Supplied passage -

An important characteristic is the ability to stabilize the body during a sharp movement by shortening the muscles. First of all, it should be noted that studies have repeatedly pointed to the differences in the anatomical structure of proximal leg muscles — the volume and length of muscle fibers are more noticeable when tested with sprinters (Bex et al., 2017; Aikawa et al., 2020). Nevertheless, the structure of the foot bones also has a significant effect on achieving faster speed characteristics. Although the nature of the cause-and-effect relationship between foot length and high performance is still unknown, Tanaka et al. (2017) show that long bones in the foot are advantageous for the athlete. In terms of muscular development of the arms, the limbs’ anatomy implies a low mass — this will help less effort to move the arms to stabilize the body.
An athlete with large muscle volume, long legs, and low body weight will use more energy to achieve high speeds. Thus, the athlete breathes more actively while running, allowing their heart to pump more blood. Moreover, during the race, lactate production begins to exceed its neutralization rate, which is characterized by the activation of the anaerobic energy generation process (Mangini & Fábrica, 2016). For example, elite athletes have an increased content of lactate or lactate degradation products in their biochemical blood analysis.
Conclusion
It is known that anatomical factors play an essential role in achieving the high results of sprinters. Research on this issue is continuing, but the determinants of an effective race are already apparent. Typically, these include developed muscles, lack of excess weight, higher height at higher step frequencies, good blood circulation, and increased lactate levels in the blood. In general, these indicators do not rule out winning an atypical athlete, but statistical studies show such an anatomical portrait of an elite sprinter.
References
Ae, M. (2017). Sprint Running: Running at Maximum Speed. In M. Bertram & S. Wolf (Eds.), Handbook of Human Motion (pp. 1-29). Springer.
Aikawa, Y., Murata, M., & Omi, N. (2020). Relationship of height, body mass, muscle mass, fat mass, and the percentage of fat with athletic performance in male Japanese college sprinters, distance athletes, jumpers, throwers, and decathletes. The Journal of Physical Fitness and Sports Medicine, 9(1), 7-14. Web.
Bex, T., Iannaccone, F., Stautemas, J., Baguet, A., De Beule, M., Verhegghe, B.,… & Derave, W. (2017). Discriminant musculo‐skeletal leg characteristics between sprint and endurance elite Caucasian runners. Scandinavian Journal of Medicine & Science in Sports, 27(3), 275-281. Web.
Blazevich, A. (2016). What makes a winning sprinter? The Conversation. Web.
Hennessy, L. (2017, January 12). Physical characteristics of sprinters and runners. Setanta College. Web.
Mangini, F. L., & Fábrica, G. (2016). Mechanical stiffness: a global parameter associated to elite sprinters performance. Revista Brasileira de Ciências do Esporte, 38(3), 303-309. Web.
Tanaka, T., Suga, T., Otsuka, M., Misaki, J., Miyake, Y., Kudo, S.,… & Isaka, T. (2017). Relationship between the length of the forefoot bones and performance in male sprinters. Scandinavian Journal of Medicine & Science in Sports, 27(12), 1673-1680. Web.
Tuttle, W. M. (2018). Relationship of maximal strength and relative stride length in sprinters (Publication No. 10840459) [Doctoral dissertation, Indiana State University].

Work instructions -
1. In the passage on sprinter anatomy, what do Tanaka et al. (2017) show about long bones in the foot?
2. Write out the section of the passage on sprinter anatomy starting at "An athlete with" and ending at "biochemical blood analysis.".

Data section -
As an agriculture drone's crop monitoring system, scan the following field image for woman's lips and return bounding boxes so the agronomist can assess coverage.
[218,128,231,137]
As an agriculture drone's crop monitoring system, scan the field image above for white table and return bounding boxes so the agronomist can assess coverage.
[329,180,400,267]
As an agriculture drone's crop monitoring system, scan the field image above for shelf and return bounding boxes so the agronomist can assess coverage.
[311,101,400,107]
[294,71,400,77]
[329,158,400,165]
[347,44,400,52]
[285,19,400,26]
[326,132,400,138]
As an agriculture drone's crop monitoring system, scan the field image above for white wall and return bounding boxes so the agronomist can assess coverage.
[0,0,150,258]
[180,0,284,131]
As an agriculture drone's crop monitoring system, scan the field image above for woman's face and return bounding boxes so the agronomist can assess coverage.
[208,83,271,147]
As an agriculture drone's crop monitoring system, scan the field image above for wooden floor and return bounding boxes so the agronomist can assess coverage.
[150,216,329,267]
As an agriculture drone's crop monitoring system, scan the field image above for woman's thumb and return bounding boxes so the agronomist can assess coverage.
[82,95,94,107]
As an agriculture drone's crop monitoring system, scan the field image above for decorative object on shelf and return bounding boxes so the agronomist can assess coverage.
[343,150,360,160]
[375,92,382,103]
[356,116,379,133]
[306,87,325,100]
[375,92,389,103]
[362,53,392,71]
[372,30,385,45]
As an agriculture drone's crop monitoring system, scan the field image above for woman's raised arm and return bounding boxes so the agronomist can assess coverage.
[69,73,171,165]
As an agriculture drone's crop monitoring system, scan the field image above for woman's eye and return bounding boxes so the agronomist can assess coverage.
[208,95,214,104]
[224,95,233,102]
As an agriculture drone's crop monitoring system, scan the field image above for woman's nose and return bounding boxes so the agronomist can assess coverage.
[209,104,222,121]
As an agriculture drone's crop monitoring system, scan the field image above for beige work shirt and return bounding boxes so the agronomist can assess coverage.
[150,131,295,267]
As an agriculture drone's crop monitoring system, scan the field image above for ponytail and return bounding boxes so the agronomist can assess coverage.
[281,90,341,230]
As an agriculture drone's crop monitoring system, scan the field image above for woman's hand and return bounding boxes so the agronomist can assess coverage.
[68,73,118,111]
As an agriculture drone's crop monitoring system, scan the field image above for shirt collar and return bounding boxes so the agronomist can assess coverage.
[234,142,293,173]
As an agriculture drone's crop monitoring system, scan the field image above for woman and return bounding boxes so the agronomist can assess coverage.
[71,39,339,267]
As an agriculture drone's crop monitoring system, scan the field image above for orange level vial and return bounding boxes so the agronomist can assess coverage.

---

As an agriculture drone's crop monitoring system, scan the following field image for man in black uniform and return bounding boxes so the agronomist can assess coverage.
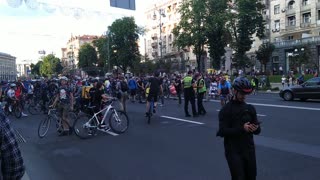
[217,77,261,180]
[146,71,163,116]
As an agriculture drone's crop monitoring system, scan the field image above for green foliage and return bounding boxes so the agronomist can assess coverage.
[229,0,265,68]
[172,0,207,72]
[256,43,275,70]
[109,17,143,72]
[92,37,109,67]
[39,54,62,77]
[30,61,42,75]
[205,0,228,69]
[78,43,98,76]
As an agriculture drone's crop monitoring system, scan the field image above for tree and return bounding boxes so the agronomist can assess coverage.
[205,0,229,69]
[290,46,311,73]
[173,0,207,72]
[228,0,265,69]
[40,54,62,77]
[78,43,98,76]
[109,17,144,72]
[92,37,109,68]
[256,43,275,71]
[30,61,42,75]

Expected results -
1. They are advantageous for the athlete.

2.
An athlete with large muscle volume, long legs, and low body weight will use more energy to achieve high speeds. Thus, the athlete breathes more actively while running, allowing their heart to pump more blood. Moreover, during the race, lactate production begins to exceed its neutralization rate, which is characterized by the activation of the anaerobic energy generation process (Mangini & Fábrica, 2016). For example, elite athletes have an increased content of lactate or lactate degradation products in their biochemical blood analysis.